Exercise directions => Lines of the listing below that contain the string "plate" are to be returned.

Data excerpts =>

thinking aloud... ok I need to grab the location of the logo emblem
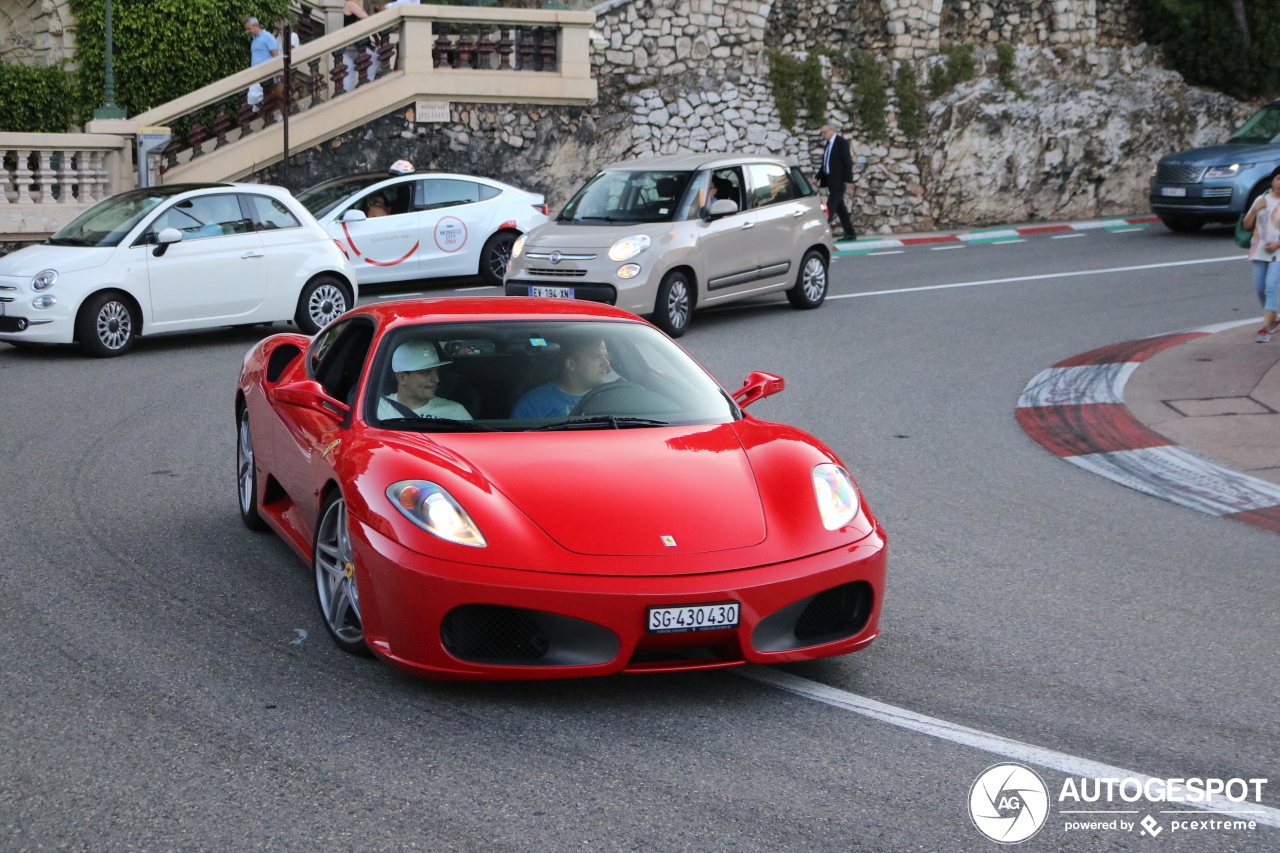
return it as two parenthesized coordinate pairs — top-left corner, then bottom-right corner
(968, 763), (1049, 844)
(1140, 815), (1163, 837)
(549, 251), (563, 264)
(661, 535), (677, 547)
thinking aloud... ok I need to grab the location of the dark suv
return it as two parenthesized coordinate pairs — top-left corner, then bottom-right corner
(1150, 99), (1280, 232)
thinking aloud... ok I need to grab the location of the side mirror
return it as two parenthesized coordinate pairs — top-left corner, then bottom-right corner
(732, 371), (784, 408)
(273, 379), (350, 422)
(152, 228), (183, 257)
(341, 209), (367, 223)
(704, 198), (739, 220)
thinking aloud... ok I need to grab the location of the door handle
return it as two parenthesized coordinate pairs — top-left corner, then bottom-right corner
(792, 210), (804, 217)
(740, 221), (755, 230)
(241, 251), (265, 259)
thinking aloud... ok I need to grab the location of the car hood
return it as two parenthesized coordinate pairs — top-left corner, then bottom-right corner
(434, 424), (765, 557)
(525, 221), (673, 250)
(1160, 144), (1280, 167)
(0, 243), (115, 277)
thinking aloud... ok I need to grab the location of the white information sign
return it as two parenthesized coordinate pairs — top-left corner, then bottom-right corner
(415, 100), (451, 122)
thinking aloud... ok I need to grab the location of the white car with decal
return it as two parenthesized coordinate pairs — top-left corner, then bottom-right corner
(0, 182), (358, 357)
(296, 165), (549, 288)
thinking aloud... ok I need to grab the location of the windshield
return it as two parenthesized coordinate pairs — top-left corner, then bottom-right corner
(296, 175), (386, 218)
(558, 170), (694, 224)
(366, 320), (737, 432)
(48, 188), (187, 247)
(1229, 105), (1280, 145)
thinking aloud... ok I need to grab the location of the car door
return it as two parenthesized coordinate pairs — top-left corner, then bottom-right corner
(744, 162), (806, 286)
(142, 193), (267, 327)
(269, 318), (376, 537)
(244, 193), (315, 315)
(415, 179), (499, 278)
(692, 166), (762, 299)
(335, 181), (422, 284)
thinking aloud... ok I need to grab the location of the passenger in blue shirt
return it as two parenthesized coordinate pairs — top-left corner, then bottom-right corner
(512, 337), (612, 419)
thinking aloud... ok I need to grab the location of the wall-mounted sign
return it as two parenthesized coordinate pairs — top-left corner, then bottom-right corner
(415, 101), (451, 122)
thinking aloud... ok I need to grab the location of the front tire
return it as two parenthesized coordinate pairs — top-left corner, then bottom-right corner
(1159, 216), (1203, 233)
(787, 249), (828, 309)
(295, 275), (351, 335)
(653, 270), (693, 338)
(237, 408), (269, 531)
(313, 492), (372, 657)
(76, 291), (138, 357)
(479, 231), (517, 287)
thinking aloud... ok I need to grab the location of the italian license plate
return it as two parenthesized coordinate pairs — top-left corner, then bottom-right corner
(1161, 187), (1187, 197)
(647, 601), (740, 634)
(530, 286), (574, 299)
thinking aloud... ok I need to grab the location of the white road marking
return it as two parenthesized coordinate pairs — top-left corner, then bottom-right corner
(1052, 233), (1087, 239)
(930, 245), (966, 250)
(1109, 227), (1146, 233)
(739, 667), (1280, 829)
(376, 292), (424, 299)
(456, 285), (499, 291)
(993, 239), (1026, 244)
(868, 250), (905, 256)
(828, 255), (1246, 300)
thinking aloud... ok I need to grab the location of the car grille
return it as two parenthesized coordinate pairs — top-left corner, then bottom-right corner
(440, 604), (619, 666)
(0, 317), (30, 332)
(0, 295), (14, 303)
(1156, 163), (1206, 184)
(1150, 194), (1233, 207)
(794, 582), (874, 643)
(526, 268), (588, 277)
(1202, 187), (1234, 198)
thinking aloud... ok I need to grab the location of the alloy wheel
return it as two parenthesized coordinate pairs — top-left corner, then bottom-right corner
(96, 301), (133, 350)
(308, 284), (348, 329)
(314, 498), (363, 644)
(666, 279), (690, 330)
(802, 256), (827, 302)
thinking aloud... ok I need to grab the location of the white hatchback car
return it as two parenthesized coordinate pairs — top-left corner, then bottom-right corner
(295, 168), (549, 289)
(0, 183), (358, 357)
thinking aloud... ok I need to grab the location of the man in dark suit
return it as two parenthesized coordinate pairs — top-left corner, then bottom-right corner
(816, 123), (856, 241)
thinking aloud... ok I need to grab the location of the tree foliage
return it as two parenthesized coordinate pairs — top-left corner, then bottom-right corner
(1141, 0), (1280, 99)
(0, 61), (81, 132)
(68, 0), (289, 118)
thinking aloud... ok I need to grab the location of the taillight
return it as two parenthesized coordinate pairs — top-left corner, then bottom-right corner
(821, 202), (829, 217)
(533, 203), (549, 216)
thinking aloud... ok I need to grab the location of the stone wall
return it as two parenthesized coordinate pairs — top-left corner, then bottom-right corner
(0, 0), (75, 67)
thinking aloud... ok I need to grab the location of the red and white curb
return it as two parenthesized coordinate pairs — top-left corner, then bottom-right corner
(1015, 318), (1280, 535)
(837, 216), (1160, 254)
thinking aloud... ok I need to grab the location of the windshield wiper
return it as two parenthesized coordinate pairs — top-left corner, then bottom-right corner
(381, 417), (502, 432)
(45, 237), (96, 247)
(562, 215), (627, 223)
(530, 416), (671, 431)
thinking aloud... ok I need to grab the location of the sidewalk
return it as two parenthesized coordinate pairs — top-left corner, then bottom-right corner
(1016, 318), (1280, 535)
(833, 215), (1163, 254)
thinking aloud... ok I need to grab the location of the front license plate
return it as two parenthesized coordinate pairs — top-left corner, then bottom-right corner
(0, 303), (5, 316)
(530, 286), (574, 299)
(1160, 187), (1187, 197)
(648, 602), (740, 634)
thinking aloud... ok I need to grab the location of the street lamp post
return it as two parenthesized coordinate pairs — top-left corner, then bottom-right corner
(93, 0), (127, 120)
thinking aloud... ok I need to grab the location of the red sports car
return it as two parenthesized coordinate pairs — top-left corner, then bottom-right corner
(235, 298), (886, 680)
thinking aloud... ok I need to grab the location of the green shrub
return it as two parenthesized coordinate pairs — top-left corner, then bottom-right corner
(1140, 0), (1280, 99)
(893, 64), (924, 139)
(995, 42), (1024, 96)
(928, 44), (975, 98)
(69, 0), (289, 118)
(767, 51), (828, 129)
(0, 61), (84, 132)
(845, 50), (888, 141)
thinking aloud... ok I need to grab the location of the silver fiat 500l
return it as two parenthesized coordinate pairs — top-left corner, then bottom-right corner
(504, 154), (835, 337)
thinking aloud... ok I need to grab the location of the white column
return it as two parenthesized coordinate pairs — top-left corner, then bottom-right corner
(13, 150), (34, 204)
(58, 150), (78, 203)
(36, 150), (56, 203)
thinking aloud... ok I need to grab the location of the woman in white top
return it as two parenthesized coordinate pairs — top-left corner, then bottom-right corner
(1243, 165), (1280, 342)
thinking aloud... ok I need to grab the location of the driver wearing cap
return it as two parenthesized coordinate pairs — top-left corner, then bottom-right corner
(378, 341), (472, 421)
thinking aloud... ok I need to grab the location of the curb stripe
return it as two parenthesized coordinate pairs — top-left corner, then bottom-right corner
(738, 667), (1280, 830)
(834, 215), (1173, 256)
(1017, 323), (1280, 534)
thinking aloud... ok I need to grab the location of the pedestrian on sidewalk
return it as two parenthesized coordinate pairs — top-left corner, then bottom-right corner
(244, 17), (280, 110)
(1243, 166), (1280, 342)
(816, 122), (856, 242)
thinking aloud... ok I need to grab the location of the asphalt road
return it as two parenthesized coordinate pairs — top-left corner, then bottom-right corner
(1, 222), (1276, 852)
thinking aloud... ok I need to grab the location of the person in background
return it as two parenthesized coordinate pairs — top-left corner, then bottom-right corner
(1243, 165), (1280, 342)
(816, 122), (856, 242)
(243, 17), (280, 110)
(341, 0), (370, 91)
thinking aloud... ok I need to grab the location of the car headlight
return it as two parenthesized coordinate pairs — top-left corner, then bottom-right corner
(812, 464), (859, 530)
(617, 263), (641, 279)
(511, 235), (526, 259)
(1205, 164), (1252, 178)
(31, 295), (57, 309)
(387, 481), (487, 547)
(608, 235), (651, 262)
(31, 269), (57, 291)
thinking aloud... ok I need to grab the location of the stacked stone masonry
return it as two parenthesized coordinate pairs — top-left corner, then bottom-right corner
(0, 0), (75, 66)
(249, 0), (1247, 232)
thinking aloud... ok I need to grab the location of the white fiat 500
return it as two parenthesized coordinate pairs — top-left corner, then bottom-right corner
(296, 165), (549, 289)
(0, 183), (358, 357)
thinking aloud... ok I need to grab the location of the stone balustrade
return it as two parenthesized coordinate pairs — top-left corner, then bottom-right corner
(0, 134), (133, 238)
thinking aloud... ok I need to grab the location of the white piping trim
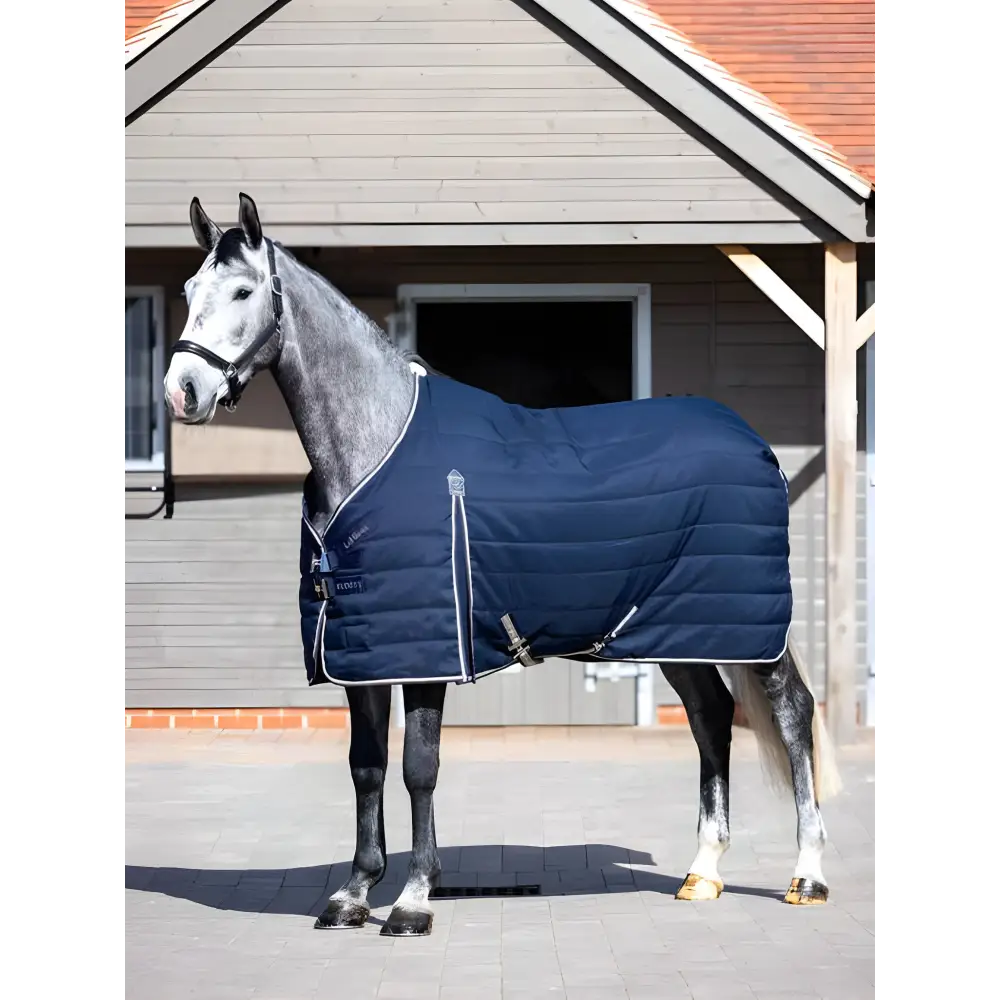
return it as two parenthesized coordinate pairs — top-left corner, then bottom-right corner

Problem solution =>
thinking aloud... ok I need to grab the location of the italian license plate
thinking aloud... ok I need to grab the location of the front license plate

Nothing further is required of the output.